Direction
Reproduce all of the data below, requests included, and shift every coordinate in the answers by -67 while leaving the sample points in the requests unchanged. Omit the pictures.

####################

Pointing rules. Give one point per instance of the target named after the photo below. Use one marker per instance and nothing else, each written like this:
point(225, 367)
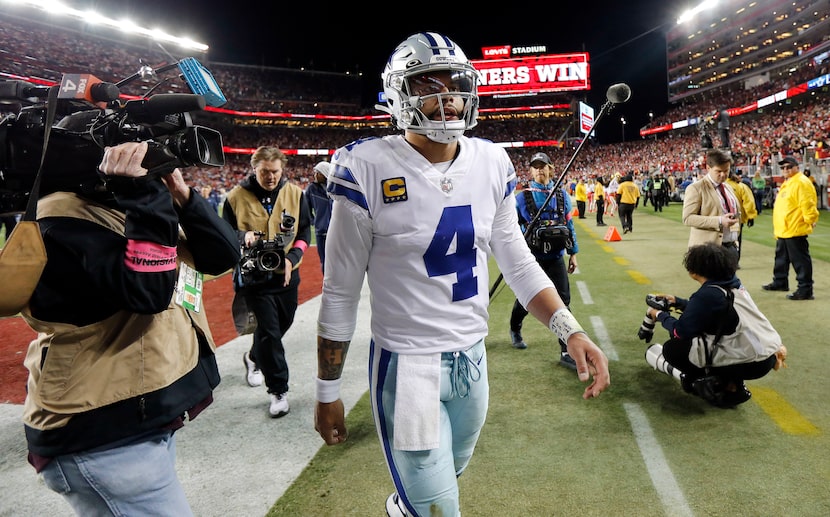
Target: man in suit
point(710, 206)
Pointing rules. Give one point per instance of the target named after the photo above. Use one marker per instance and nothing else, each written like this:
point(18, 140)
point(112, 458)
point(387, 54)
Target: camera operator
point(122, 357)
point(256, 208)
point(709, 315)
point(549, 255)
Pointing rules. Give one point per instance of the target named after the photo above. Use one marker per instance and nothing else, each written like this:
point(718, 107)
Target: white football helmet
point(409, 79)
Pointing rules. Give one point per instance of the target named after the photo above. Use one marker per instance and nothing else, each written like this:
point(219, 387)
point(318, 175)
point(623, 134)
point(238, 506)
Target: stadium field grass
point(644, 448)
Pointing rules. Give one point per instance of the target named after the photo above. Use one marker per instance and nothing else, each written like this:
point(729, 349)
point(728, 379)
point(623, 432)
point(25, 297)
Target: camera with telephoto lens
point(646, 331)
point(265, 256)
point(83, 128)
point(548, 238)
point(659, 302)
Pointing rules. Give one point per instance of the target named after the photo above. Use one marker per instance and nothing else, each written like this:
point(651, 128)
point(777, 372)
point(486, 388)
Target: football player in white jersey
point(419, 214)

####################

Exercise solution
Pointing rules. Give one point per instance of the target named after the photo below. Use one marker per instance and nothing else, each written like this:
point(225, 367)
Target: man in suit
point(643, 139)
Pointing rules. Give one point per instance of the target named after the photo above. Use one marker per instance and nothing else, each written like this:
point(18, 140)
point(112, 458)
point(387, 54)
Target: camera operator
point(55, 290)
point(189, 141)
point(642, 248)
point(482, 188)
Pointing rules. Give one point per instance of the target named after the photo above. Use one marker per instance and nothing else, each written like this:
point(718, 107)
Target: white football helmet
point(342, 12)
Pointing rules. Give one point per instance of the target named after the photo above. Use one marker per instance and nothing else, each written like this:
point(219, 387)
point(318, 175)
point(623, 134)
point(238, 506)
Target: stadium field grass
point(577, 381)
Pointing rules. Give one point per instance of the target named after the photo above. Use one marker per instance and nothing else, each written like this:
point(729, 349)
point(728, 379)
point(623, 432)
point(25, 297)
Target: camera with telephoto lens
point(579, 264)
point(198, 189)
point(16, 61)
point(481, 171)
point(592, 235)
Pointing rules. Give one point per instance of the target named after the photo above. Use one marker per instance and nothing else, each written like this:
point(651, 128)
point(777, 372)
point(486, 388)
Target: football player in white jersey
point(352, 147)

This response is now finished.